• _Task directions_
Copy out every line of the data exactly.

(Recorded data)
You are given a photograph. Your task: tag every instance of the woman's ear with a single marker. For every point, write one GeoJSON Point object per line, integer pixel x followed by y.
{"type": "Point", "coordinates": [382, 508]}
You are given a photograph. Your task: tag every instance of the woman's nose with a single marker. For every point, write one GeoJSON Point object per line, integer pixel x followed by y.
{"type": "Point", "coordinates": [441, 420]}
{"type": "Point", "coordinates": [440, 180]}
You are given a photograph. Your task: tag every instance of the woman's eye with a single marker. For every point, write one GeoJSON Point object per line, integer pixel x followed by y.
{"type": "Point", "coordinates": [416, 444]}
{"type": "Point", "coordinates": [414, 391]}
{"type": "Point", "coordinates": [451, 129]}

• _Exercise output_
You are given a photograph. Your task: tag every instance of the woman's ear with a single marker. For every point, write one GeoJSON Point object per line, integer pixel x followed by y.
{"type": "Point", "coordinates": [382, 508]}
You are given a photograph. Your task: tag every instance of the woman's nose with a single marker. For every point, write one GeoJSON Point object per line, integer pixel x followed by y.
{"type": "Point", "coordinates": [441, 420]}
{"type": "Point", "coordinates": [440, 180]}
You are given a photograph. Your task: tag every instance of the woman's eye with a single marker. For every point, write one GeoJSON Point object per line, integer pixel x followed by y.
{"type": "Point", "coordinates": [416, 444]}
{"type": "Point", "coordinates": [414, 391]}
{"type": "Point", "coordinates": [451, 129]}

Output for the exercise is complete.